Work required
Give the rows from their start up to and including the line with "positive clicks: (192, 163) (192, 167)" as a JSON list of strings, one string per line, with blank lines and the pictures left out.

(Stored items)
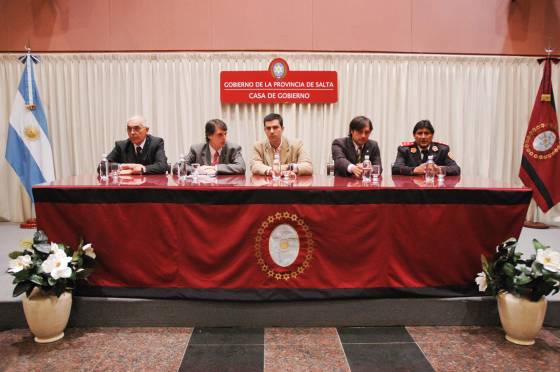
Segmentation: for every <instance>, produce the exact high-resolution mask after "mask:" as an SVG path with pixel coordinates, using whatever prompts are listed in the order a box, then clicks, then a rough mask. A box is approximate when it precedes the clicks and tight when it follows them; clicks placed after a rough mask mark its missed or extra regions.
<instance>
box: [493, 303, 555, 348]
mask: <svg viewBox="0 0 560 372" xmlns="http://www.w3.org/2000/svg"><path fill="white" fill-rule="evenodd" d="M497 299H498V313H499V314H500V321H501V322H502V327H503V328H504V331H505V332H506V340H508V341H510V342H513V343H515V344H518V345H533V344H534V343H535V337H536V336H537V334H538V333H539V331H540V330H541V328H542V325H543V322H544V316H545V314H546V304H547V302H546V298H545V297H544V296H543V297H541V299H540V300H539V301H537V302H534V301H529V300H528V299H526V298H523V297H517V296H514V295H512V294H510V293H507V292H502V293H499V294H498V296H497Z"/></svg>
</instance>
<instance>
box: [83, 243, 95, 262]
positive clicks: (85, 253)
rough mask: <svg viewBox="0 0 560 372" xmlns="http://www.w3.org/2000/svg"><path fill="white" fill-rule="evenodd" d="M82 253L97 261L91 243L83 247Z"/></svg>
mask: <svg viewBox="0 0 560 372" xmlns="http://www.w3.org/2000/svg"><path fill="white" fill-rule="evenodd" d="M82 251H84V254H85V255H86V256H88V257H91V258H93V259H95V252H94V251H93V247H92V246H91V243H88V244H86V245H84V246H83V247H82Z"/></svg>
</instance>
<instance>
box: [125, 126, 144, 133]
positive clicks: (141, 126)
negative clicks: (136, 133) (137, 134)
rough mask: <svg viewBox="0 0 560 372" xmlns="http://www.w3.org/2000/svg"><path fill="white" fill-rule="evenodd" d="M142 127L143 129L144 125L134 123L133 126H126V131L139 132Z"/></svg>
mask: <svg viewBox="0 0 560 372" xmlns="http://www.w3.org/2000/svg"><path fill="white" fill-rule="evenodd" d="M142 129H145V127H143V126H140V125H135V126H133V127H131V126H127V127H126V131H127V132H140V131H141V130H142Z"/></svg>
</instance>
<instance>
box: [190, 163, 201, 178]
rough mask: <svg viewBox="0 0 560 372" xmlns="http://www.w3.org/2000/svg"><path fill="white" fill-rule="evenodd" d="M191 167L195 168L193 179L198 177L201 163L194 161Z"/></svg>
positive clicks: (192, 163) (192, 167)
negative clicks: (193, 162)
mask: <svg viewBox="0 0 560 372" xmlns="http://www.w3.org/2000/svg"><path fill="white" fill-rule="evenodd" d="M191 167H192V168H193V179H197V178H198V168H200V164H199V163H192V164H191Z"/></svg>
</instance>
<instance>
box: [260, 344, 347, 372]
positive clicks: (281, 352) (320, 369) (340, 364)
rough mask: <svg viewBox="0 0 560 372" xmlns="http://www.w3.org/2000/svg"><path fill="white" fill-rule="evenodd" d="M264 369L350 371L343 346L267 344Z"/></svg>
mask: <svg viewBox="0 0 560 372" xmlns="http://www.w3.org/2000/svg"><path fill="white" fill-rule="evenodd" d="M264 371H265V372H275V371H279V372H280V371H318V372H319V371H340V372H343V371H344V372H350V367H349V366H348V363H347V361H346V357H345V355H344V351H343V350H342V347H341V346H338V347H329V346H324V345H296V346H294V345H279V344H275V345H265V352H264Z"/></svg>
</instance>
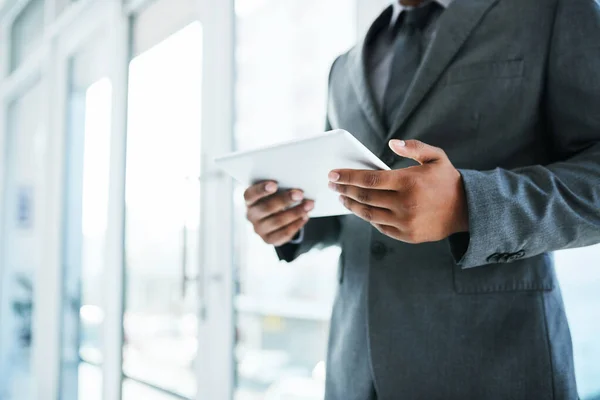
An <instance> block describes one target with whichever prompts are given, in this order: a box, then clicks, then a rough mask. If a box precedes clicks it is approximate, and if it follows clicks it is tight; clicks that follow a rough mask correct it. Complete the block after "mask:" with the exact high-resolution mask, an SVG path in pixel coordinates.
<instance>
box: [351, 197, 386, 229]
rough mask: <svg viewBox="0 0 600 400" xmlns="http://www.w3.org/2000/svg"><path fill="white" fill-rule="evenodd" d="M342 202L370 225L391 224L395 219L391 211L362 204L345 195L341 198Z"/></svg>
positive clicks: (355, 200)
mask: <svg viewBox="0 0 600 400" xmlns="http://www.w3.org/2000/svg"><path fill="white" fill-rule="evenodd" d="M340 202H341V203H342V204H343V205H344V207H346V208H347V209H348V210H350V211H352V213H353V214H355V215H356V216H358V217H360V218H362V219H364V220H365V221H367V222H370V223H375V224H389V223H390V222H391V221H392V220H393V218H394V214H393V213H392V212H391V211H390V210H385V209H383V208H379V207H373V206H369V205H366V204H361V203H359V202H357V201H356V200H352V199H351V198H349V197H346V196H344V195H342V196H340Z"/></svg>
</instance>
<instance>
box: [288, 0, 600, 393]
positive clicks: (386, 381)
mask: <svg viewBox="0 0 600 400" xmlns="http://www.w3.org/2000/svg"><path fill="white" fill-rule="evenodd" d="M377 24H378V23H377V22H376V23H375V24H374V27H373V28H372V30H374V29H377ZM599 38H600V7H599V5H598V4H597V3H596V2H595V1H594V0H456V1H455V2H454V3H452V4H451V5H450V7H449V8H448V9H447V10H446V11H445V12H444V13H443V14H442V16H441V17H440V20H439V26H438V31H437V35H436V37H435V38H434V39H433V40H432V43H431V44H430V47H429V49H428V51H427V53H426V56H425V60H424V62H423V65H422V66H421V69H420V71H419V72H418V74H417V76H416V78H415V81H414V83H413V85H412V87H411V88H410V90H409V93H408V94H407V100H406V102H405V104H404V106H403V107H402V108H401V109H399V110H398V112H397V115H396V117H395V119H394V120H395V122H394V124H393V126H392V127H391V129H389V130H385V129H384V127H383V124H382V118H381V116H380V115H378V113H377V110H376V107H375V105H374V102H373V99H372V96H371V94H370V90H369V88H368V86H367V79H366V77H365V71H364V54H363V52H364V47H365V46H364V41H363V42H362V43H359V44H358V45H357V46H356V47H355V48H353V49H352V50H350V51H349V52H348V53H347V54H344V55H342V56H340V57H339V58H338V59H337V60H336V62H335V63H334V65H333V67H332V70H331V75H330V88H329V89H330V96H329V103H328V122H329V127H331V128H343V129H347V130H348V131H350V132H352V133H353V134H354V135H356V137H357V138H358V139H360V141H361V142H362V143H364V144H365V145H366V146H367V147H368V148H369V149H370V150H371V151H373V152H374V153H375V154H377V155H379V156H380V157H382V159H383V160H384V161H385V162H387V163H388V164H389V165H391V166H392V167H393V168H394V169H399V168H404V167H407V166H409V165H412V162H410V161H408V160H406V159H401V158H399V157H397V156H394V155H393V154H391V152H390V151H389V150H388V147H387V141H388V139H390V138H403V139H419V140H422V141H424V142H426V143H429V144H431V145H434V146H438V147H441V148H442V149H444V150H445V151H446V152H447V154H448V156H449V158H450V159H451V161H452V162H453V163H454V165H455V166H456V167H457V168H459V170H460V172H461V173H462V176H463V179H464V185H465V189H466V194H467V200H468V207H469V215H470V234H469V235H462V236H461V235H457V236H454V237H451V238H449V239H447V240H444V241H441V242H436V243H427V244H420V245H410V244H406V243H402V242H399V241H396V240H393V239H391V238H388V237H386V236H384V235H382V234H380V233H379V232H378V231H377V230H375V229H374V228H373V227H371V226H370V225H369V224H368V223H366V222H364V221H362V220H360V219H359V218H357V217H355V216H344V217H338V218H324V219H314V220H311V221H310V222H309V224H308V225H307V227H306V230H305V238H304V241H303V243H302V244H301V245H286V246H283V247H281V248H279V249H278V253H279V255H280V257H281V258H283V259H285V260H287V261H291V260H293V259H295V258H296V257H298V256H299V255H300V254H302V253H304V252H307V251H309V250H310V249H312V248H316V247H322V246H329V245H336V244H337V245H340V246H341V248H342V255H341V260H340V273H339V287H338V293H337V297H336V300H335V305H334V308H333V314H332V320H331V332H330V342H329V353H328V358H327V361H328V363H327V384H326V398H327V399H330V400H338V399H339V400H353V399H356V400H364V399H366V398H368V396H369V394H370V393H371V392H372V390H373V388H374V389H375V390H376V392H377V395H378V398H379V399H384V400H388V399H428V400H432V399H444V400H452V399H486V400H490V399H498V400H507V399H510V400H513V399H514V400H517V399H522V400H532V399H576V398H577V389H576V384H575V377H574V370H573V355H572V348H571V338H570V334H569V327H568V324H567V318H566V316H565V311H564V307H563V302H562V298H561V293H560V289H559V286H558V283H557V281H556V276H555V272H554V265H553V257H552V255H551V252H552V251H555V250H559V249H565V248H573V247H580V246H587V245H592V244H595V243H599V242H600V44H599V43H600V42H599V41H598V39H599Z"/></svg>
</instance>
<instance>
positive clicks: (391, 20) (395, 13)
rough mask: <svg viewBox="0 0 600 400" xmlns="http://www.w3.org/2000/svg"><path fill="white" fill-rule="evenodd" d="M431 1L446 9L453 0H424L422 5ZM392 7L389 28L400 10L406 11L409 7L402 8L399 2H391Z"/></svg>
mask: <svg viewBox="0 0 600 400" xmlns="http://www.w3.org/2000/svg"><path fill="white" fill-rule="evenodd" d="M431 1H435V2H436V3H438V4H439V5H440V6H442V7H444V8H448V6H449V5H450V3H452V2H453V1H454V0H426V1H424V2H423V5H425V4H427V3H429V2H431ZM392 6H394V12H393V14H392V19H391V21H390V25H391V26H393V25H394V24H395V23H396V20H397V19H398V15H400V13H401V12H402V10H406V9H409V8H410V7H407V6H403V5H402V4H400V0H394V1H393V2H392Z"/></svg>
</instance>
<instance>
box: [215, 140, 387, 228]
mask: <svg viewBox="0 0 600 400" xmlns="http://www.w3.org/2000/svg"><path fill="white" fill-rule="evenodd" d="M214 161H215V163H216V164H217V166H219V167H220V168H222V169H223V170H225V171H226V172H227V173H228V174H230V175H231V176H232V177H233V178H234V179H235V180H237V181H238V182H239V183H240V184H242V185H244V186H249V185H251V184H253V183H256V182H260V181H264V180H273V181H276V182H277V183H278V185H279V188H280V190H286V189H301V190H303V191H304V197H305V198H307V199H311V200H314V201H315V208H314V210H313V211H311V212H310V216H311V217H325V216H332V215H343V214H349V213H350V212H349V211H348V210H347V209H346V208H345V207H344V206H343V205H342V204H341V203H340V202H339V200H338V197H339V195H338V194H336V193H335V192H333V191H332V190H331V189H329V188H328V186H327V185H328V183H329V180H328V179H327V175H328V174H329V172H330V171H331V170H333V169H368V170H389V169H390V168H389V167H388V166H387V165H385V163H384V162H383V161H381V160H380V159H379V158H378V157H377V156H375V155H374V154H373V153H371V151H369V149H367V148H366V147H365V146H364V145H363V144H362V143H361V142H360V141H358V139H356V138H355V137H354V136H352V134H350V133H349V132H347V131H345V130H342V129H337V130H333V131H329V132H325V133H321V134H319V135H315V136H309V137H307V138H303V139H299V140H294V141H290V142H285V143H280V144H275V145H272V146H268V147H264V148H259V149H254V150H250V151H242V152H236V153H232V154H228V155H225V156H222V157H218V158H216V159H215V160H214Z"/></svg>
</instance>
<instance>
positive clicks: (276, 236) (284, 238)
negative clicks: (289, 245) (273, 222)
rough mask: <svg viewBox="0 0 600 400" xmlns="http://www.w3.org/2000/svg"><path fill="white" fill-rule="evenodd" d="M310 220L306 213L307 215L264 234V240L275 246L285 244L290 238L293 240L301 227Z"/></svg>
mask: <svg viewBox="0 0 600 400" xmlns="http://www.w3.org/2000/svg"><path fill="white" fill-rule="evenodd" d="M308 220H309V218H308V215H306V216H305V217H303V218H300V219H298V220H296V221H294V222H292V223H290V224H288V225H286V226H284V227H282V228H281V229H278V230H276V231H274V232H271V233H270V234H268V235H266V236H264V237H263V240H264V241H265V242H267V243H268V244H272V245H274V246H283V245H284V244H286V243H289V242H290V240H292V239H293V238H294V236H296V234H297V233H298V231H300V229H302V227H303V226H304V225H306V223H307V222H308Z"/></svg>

Exercise solution
[
  "Segmentation: for every <instance>, produce the exact high-resolution mask after \"mask:\" as an SVG path with pixel coordinates, using whatever prompts are listed in the order a box, then clicks, then a rough mask. A box is approximate when it precedes the clicks and tight when it follows them; clicks placed after a rough mask mark its missed or extra regions.",
  "<instance>",
  "box: [493, 303, 555, 348]",
  "mask: <svg viewBox=\"0 0 560 372\" xmlns=\"http://www.w3.org/2000/svg\"><path fill=\"white\" fill-rule=\"evenodd\" d=\"M497 299H498V313H499V314H500V321H501V322H502V327H503V328H504V331H505V332H506V340H508V341H510V342H513V343H515V344H518V345H533V344H534V343H535V337H536V336H537V334H538V333H539V331H540V330H541V328H542V325H543V322H544V316H545V314H546V304H547V302H546V298H545V297H544V296H543V297H541V299H540V300H539V301H537V302H534V301H529V300H528V299H526V298H523V297H517V296H514V295H512V294H510V293H507V292H502V293H499V294H498V296H497Z\"/></svg>",
  "</instance>",
  "<instance>",
  "box: [83, 243, 95, 262]",
  "positive clicks: (85, 253)",
  "rough mask: <svg viewBox=\"0 0 560 372\" xmlns=\"http://www.w3.org/2000/svg\"><path fill=\"white\" fill-rule=\"evenodd\" d=\"M82 253L97 261L91 243L83 247Z\"/></svg>",
  "mask: <svg viewBox=\"0 0 560 372\" xmlns=\"http://www.w3.org/2000/svg\"><path fill=\"white\" fill-rule=\"evenodd\" d=\"M82 251H84V254H85V255H86V256H88V257H91V258H93V259H95V252H94V251H93V247H92V246H91V243H88V244H86V245H84V246H83V247H82Z\"/></svg>",
  "</instance>",
  "<instance>",
  "box: [125, 126, 144, 133]",
  "positive clicks: (141, 126)",
  "negative clicks: (136, 133) (137, 134)",
  "rough mask: <svg viewBox=\"0 0 560 372\" xmlns=\"http://www.w3.org/2000/svg\"><path fill=\"white\" fill-rule=\"evenodd\" d=\"M142 127L143 129L144 125L134 123L133 126H126V131L139 132Z\"/></svg>",
  "mask: <svg viewBox=\"0 0 560 372\" xmlns=\"http://www.w3.org/2000/svg\"><path fill=\"white\" fill-rule=\"evenodd\" d=\"M142 129H145V127H143V126H140V125H135V126H133V127H131V126H127V127H126V131H127V132H140V131H141V130H142Z\"/></svg>",
  "</instance>",
  "<instance>",
  "box: [190, 163, 201, 178]",
  "rough mask: <svg viewBox=\"0 0 560 372\" xmlns=\"http://www.w3.org/2000/svg\"><path fill=\"white\" fill-rule=\"evenodd\" d=\"M191 167L195 168L193 179L198 177L201 163L194 161Z\"/></svg>",
  "positive clicks: (192, 163) (192, 167)"
]